GIVEN REQUEST.
Rewrite the data from the line containing "the car's windshield" through the line containing "[52,160,76,181]", swapping "car's" for "vehicle's" and leaving everything else as it is.

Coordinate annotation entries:
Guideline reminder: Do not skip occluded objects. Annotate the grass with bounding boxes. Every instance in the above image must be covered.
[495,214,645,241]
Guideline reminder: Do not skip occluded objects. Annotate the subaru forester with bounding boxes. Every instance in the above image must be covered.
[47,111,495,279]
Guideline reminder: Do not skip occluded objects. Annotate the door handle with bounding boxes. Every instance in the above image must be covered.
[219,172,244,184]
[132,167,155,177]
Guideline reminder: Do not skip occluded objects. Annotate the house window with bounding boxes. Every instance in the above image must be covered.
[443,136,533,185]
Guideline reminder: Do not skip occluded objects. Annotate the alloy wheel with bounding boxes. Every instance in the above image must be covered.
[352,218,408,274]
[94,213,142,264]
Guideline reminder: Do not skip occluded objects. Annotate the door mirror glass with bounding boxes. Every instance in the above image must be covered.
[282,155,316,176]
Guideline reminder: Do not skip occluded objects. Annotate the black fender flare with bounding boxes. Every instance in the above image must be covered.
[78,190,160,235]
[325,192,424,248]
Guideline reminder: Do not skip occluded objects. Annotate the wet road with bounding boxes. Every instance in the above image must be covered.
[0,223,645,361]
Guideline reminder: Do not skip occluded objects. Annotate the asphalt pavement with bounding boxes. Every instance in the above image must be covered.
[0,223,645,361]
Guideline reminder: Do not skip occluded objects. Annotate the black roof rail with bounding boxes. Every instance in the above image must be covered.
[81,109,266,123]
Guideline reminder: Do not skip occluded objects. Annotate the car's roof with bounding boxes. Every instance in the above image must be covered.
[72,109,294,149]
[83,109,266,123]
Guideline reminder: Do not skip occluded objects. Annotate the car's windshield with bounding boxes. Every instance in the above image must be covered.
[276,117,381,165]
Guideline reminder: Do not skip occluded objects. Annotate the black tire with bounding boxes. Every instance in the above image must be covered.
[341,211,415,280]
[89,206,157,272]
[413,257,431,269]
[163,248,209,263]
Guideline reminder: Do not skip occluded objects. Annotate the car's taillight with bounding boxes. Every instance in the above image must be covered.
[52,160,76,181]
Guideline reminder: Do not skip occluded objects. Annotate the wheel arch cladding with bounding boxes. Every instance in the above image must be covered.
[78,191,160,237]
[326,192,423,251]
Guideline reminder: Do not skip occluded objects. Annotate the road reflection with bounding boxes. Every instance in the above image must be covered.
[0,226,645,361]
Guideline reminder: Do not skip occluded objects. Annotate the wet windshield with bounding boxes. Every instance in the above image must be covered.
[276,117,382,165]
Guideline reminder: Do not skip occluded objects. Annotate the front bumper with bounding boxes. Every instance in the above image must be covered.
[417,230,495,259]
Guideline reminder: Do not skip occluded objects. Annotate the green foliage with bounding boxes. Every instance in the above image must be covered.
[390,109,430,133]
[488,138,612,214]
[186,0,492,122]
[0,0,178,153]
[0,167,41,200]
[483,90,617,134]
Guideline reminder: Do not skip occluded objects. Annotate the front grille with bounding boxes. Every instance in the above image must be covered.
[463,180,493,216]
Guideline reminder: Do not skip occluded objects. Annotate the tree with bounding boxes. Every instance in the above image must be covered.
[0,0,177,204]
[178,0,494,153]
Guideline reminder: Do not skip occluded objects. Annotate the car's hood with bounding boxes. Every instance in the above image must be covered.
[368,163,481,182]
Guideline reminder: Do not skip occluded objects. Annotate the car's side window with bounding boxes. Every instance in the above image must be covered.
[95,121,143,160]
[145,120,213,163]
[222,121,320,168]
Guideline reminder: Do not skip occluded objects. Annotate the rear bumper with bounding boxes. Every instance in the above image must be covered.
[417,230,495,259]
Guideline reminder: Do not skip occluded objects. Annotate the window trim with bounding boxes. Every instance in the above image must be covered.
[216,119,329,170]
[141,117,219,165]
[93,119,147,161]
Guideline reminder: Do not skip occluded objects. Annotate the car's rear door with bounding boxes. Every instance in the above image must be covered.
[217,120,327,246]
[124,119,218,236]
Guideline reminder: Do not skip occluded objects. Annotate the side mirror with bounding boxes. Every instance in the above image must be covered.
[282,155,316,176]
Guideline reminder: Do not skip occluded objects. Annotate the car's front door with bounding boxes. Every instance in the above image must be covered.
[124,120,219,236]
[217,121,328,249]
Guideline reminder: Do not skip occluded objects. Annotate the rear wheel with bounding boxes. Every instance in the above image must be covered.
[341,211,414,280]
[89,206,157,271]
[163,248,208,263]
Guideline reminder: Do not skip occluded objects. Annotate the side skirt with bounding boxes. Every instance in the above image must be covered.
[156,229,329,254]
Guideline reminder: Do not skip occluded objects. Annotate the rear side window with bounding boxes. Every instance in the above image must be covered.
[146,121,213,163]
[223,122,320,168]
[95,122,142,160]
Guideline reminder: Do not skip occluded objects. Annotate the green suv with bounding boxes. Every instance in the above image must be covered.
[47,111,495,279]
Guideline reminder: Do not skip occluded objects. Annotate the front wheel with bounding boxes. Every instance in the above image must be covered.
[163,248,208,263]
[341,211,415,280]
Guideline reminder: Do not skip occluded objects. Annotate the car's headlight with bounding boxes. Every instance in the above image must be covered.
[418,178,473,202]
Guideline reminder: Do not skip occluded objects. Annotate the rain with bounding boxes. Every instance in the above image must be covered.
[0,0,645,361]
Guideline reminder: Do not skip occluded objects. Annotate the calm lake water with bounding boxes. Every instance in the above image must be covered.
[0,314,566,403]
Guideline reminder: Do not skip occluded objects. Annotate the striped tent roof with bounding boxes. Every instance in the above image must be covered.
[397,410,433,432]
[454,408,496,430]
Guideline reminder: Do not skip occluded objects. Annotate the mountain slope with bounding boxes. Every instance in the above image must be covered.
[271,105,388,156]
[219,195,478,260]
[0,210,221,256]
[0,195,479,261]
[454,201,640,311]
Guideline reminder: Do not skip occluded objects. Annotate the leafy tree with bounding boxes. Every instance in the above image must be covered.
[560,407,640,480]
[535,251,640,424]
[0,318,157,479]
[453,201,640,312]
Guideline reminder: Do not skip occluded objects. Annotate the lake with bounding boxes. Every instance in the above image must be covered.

TASK SOLUTION.
Guideline reminder: Do not skip occluded objects. Annotate the vehicle's windshield with bounding boxes. Every instance in the above image must be covered.
[276,117,381,165]
Guideline reminder: Do not skip occluded objects. Annotate the black tire with bounding boxes. Every instance in the above image must be covered.
[341,211,415,280]
[89,206,157,272]
[413,257,431,269]
[163,248,209,263]
Guideline reminder: Do not skip occluded objects. Annotate the vehicle's taillight with bounding boxes. Every instance in the above image must be covered.
[52,160,76,181]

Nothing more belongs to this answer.